**ACTIVITY A:** List each adjective in the quoted phrase that the court excerpt uses to describe the work Thomas was found able to perform.
**ACTIVITY B:** Return, verbatim, the stretch of the court excerpt from "Here, despite the" through "to warrant remand.".

--- EXCERPT PROVIDED Enclosed Below ---

Here, despite the existence of minor inconsistencies, ALJ Benitz's determination is fully supported by substantial evidence in the record. Thomas was found to be able to perform some sedentary and light work activities, provided they were "simple, routine, and unskilled, " and in compliance with the additional limitations adopted from his RFC.[7] (D.I. 11 at 24, 47-48.) Despite the fact that the VE misidentified the order clerk job as a light position, when it is in fact a sedentary position, Thomas was still found able to perform the other identified light position- the mail clerk job, of which there are 95, 000 positions in the national economy. ( Id. at 48-19); DOT 209.567-014. The court finds that the elimination of order clerk from the realm of alternative work possibilities does not sufficiently limit the occupational base to warrant remand.

--- End of Enclosed EXCERPT PROVIDED ---
--- RECORDED DATA Enclosed Below ---

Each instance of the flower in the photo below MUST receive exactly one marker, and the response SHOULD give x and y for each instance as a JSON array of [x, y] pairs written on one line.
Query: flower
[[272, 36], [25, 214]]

--- End of Enclosed RECORDED DATA ---

**PROBLEM SOLUTION A:** simple, routine, unskilled

**PROBLEM SOLUTION B:**
Here, despite the existence of minor inconsistencies, ALJ Benitz's determination is fully supported by substantial evidence in the record. Thomas was found to be able to perform some sedentary and light work activities, provided they were "simple, routine, and unskilled, " and in compliance with the additional limitations adopted from his RFC.[7] (D.I. 11 at 24, 47-48.) Despite the fact that the VE misidentified the order clerk job as a light position, when it is in fact a sedentary position, Thomas was still found able to perform the other identified light position- the mail clerk job, of which there are 95, 000 positions in the national economy. ( Id. at 48-19); DOT 209.567-014. The court finds that the elimination of order clerk from the realm of alternative work possibilities does not sufficiently limit the occupational base to warrant remand.